- Opening Delimiter -

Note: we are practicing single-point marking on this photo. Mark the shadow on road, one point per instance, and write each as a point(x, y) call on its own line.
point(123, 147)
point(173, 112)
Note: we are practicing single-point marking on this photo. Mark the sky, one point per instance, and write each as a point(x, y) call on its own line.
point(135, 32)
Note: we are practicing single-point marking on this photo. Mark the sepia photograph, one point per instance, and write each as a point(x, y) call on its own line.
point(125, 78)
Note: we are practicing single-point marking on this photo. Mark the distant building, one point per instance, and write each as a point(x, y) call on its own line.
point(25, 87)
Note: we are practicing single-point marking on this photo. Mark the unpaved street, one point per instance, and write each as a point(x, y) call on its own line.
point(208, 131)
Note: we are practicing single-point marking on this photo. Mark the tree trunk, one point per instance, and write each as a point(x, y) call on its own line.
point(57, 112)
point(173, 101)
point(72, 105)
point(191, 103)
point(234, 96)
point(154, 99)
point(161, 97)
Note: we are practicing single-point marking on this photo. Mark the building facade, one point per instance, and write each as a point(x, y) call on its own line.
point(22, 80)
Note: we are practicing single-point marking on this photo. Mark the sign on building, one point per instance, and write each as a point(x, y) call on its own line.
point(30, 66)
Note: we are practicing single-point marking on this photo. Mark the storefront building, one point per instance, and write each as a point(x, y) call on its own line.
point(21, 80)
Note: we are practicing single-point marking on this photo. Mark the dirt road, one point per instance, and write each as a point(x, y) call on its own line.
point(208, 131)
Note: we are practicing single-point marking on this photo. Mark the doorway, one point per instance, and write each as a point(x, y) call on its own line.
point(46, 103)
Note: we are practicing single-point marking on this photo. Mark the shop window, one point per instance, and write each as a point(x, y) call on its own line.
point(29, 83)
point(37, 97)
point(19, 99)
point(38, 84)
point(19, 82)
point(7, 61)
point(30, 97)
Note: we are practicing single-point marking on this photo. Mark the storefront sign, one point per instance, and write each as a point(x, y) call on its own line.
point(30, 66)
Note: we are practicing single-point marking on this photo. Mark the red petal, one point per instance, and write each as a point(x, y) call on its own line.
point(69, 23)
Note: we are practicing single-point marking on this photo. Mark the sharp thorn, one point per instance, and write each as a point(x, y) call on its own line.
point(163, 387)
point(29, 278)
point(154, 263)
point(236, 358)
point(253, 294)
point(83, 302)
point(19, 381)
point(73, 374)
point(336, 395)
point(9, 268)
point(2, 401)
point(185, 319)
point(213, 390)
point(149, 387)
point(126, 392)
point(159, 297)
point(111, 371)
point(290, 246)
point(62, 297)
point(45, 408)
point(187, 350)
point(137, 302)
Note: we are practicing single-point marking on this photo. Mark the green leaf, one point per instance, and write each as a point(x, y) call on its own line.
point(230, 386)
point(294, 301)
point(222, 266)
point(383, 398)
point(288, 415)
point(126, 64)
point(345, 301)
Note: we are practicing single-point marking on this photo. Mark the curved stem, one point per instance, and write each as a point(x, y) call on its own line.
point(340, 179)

- Closing Delimiter -

▸ **TASK GOAL**: The whole listing above is to be restated word for word.

▸ **SOLUTION FOR THIS EXERCISE**:
Note: we are practicing single-point marking on this photo. Mark the shadow on road, one point per instance, and write each as a point(x, y) call on its own line.
point(123, 147)
point(173, 112)
Note: we are practicing single-point marking on this photo. Mark the sky, one point per instance, and write each as a point(x, y) call on its own line.
point(135, 32)
Note: we are practicing single-point marking on this photo. Mark the sepia photograph, one point per instance, and write each as a point(x, y) call on its own line.
point(125, 78)
Note: we are practicing single-point marking on this photo. Mark the distant building, one point per instance, and write each as a point(x, y) call on its own line.
point(25, 87)
Note: we are practicing single-point marking on this photo. Mark the unpaved street, one point per instance, and write each as a point(x, y) call on its own line.
point(208, 131)
Note: we are practicing single-point marking on this photo. Mark the tree trunk, one point per instance, and write each as a point(x, y) call on its own line.
point(57, 112)
point(173, 101)
point(72, 105)
point(191, 103)
point(234, 96)
point(154, 99)
point(161, 97)
Note: we are practicing single-point marking on this photo. Mark the building facade, one point per instance, and write each as a point(x, y) call on its own line.
point(22, 80)
Note: we are practicing single-point marking on this photo. Mark the sign on building, one point per instance, and write each as a point(x, y) call on its own line.
point(30, 66)
Note: we are practicing single-point marking on this photo. Mark the storefront building, one point per instance, and write each as a point(x, y) call on its own line.
point(21, 80)
Note: we are practicing single-point marking on this photo. Mark the dirt road, one point per instance, and write each as a point(x, y) call on its own line.
point(208, 131)
Note: we are practicing single-point marking on this photo. Mark the doorway, one point per instance, and write each as a point(x, y) call on its own line.
point(46, 103)
Note: we are practicing single-point marking on this photo. Mark the shop window, one point per instance, and write each as a point(x, y) call on its own line.
point(29, 83)
point(37, 97)
point(19, 99)
point(38, 84)
point(19, 82)
point(7, 61)
point(30, 97)
Note: we are practicing single-point marking on this photo. Mark the storefront sign, one point per instance, and write each as a point(x, y) call on its own line.
point(30, 66)
Note: we are practicing single-point marking on this photo. Mark the red petal, one point per instance, and write each as a point(x, y) call on its own line.
point(69, 23)
Note: we are practicing single-point marking on this photo. Mark the sharp thorn, one point per instance, and write each as a point(x, y) call on its own line.
point(163, 387)
point(29, 278)
point(154, 263)
point(236, 358)
point(253, 294)
point(83, 302)
point(19, 381)
point(73, 374)
point(336, 395)
point(9, 268)
point(2, 401)
point(185, 319)
point(213, 390)
point(149, 387)
point(126, 392)
point(159, 297)
point(111, 371)
point(290, 246)
point(62, 297)
point(45, 408)
point(187, 350)
point(137, 302)
Note: we are practicing single-point marking on this photo. Mark the green leaf, one point per instance, and write each as a point(x, y) call on its own line.
point(230, 386)
point(294, 301)
point(222, 266)
point(383, 398)
point(288, 415)
point(126, 64)
point(345, 301)
Note: we are practicing single-point marking on this photo. Mark the curved stem, one point per instance, and write each as a point(x, y) call on its own line.
point(340, 179)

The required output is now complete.